◆ TASK INSTRUCTIONS: Set out every line of the listing below as a Markdown table with the columns Row and Line. Number the rows, skip blank lines, and leave the pictures out.

= Beginning of Section =

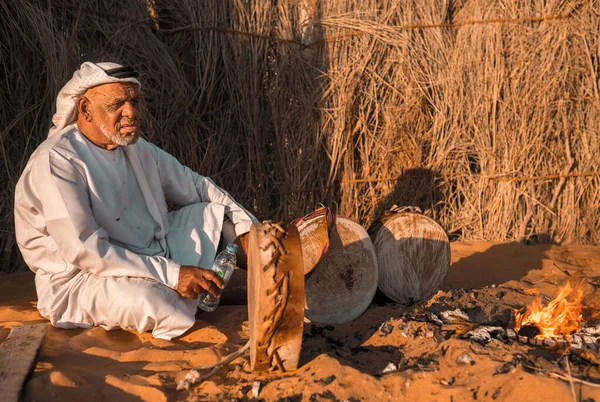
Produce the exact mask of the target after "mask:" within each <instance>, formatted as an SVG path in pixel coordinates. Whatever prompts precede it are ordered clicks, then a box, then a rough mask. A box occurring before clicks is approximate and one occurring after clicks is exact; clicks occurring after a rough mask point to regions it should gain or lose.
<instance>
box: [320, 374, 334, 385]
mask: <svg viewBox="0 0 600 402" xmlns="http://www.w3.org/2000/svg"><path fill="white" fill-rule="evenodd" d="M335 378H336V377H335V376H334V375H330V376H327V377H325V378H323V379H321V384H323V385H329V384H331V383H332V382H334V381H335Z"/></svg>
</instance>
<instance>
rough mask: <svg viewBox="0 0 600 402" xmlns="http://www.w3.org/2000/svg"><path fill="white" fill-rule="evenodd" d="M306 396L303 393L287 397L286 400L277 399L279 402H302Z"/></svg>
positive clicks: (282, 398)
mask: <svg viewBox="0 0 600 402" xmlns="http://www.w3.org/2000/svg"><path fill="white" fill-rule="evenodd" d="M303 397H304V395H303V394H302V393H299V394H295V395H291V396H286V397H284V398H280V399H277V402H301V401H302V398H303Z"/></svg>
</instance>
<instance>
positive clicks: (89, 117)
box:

= End of Section =

◆ YOUR RESPONSE:
| Row | Line |
|---|---|
| 1 | Produce the exact mask of the target after "mask:" within each <instance>, formatted as an SVG path in pixel coordinates. Whatever prompts precede it are ordered clicks, then a box, then a rough mask. A box occurring before clicks is approximate and one occurring after clicks is exact; clicks occurring after a rough mask point to regions it should gain or lose. |
| 2 | <instance> |
| 3 | box: [320, 374, 334, 385] |
| 4 | mask: <svg viewBox="0 0 600 402" xmlns="http://www.w3.org/2000/svg"><path fill="white" fill-rule="evenodd" d="M335 378H336V377H335V376H334V375H330V376H327V377H325V378H323V379H321V384H323V385H329V384H331V383H332V382H334V381H335Z"/></svg> |
| 5 | </instance> |
| 6 | <instance> |
| 7 | rough mask: <svg viewBox="0 0 600 402" xmlns="http://www.w3.org/2000/svg"><path fill="white" fill-rule="evenodd" d="M306 396L303 393L287 397L286 400L277 399L279 402H302Z"/></svg> |
| 8 | positive clicks: (282, 398) |
| 9 | mask: <svg viewBox="0 0 600 402" xmlns="http://www.w3.org/2000/svg"><path fill="white" fill-rule="evenodd" d="M303 397H304V395H303V394H302V393H299V394H295V395H291V396H286V397H284V398H280V399H277V402H301V401H302V398H303Z"/></svg> |
| 10 | </instance> |
| 11 | <instance> |
| 12 | positive clicks: (89, 117) |
| 13 | box: |